-- START OF Records for processing --

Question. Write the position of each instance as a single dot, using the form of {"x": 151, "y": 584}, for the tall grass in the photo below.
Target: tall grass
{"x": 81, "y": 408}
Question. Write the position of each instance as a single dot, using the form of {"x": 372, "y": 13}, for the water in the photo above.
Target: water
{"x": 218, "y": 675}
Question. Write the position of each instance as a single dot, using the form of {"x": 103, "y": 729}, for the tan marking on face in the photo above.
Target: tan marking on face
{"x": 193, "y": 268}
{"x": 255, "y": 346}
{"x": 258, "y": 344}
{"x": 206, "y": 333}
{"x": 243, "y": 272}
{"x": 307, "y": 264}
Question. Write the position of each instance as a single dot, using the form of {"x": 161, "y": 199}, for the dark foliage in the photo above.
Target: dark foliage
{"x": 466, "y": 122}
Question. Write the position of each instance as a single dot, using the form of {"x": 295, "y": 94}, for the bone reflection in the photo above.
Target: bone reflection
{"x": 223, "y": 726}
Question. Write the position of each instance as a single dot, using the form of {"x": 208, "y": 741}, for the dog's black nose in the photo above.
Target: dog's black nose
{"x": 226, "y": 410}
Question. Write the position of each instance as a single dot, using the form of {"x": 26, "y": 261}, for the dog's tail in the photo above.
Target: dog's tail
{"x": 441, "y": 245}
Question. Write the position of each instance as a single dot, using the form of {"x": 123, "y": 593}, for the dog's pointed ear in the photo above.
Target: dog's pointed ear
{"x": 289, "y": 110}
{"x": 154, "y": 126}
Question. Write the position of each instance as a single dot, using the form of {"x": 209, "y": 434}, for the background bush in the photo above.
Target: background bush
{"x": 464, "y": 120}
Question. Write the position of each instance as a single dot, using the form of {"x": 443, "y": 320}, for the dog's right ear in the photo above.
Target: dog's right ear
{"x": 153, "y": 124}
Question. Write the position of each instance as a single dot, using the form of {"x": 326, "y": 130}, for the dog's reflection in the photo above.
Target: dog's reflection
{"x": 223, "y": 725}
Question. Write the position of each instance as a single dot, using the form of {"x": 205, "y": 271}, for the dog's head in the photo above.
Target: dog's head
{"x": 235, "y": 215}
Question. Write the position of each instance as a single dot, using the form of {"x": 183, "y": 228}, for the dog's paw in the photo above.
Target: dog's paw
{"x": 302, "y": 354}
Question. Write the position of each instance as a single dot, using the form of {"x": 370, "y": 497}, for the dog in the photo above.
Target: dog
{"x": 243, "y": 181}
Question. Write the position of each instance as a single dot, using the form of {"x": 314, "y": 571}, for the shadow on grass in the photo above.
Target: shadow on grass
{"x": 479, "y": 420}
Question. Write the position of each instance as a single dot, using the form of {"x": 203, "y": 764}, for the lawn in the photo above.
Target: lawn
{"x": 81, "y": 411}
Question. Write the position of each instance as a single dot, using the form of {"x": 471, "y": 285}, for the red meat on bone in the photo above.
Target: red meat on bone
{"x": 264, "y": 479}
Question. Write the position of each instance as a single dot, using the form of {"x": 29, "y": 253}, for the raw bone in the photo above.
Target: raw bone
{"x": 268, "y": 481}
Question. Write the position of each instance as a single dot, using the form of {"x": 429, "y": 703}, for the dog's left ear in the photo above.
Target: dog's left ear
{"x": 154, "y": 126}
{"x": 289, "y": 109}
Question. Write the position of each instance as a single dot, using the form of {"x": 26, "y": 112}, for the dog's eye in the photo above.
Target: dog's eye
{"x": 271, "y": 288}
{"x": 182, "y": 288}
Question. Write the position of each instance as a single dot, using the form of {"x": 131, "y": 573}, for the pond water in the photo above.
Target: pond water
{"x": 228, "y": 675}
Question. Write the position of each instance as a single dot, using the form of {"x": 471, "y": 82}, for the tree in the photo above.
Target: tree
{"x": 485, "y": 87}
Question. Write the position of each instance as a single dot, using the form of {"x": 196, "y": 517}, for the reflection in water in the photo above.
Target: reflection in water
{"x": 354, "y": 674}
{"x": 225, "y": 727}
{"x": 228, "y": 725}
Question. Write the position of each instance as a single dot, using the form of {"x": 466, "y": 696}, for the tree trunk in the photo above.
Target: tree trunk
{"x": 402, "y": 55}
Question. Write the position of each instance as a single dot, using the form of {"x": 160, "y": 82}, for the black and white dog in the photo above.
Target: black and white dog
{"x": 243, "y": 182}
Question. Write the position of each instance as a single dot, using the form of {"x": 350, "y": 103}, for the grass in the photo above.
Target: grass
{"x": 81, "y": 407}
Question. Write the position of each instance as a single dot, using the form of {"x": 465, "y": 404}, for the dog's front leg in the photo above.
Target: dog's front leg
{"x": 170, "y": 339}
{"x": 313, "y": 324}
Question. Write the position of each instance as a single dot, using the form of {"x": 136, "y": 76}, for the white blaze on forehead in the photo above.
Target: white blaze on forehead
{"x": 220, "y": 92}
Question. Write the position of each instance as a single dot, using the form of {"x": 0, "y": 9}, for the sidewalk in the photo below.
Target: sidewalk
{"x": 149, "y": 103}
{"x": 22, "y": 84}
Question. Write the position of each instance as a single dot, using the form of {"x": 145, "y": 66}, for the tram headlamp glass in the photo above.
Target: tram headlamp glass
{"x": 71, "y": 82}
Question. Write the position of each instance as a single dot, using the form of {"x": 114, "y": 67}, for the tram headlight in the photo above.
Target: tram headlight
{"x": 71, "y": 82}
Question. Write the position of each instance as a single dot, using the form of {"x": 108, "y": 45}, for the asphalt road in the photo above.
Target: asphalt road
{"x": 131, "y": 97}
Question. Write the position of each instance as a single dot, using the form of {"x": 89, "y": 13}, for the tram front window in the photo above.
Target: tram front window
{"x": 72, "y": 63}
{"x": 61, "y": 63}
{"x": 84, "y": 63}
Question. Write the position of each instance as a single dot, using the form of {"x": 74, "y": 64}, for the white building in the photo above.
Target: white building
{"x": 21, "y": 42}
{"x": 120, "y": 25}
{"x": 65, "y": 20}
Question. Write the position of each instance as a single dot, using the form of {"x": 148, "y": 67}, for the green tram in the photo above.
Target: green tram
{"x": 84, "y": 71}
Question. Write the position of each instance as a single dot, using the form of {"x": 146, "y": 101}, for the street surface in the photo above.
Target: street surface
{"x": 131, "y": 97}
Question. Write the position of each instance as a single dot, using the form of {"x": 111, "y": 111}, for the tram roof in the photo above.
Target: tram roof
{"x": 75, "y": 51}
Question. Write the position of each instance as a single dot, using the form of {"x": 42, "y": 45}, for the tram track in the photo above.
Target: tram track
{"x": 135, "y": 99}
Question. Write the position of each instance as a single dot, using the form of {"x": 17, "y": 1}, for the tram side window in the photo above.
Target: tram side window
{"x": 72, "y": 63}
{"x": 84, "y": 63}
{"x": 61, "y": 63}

-- END OF Records for processing --

Set down, unchanged, the line that contains "roof in the photo above." together with every later line in the records, through the last one.

Question. Write the position of each instance as a single dot, using the form of {"x": 111, "y": 111}, for the tram roof in the photo above.
Target: tram roof
{"x": 75, "y": 51}
Question. Write the position of each instance as a single dot, using the form of {"x": 42, "y": 45}, for the tram track in the photo above.
Target: tram track
{"x": 135, "y": 99}
Question. Write the position of each instance as a single dot, using the form of {"x": 17, "y": 1}, for the tram side window in the photo above.
Target: tram side window
{"x": 72, "y": 63}
{"x": 84, "y": 63}
{"x": 61, "y": 63}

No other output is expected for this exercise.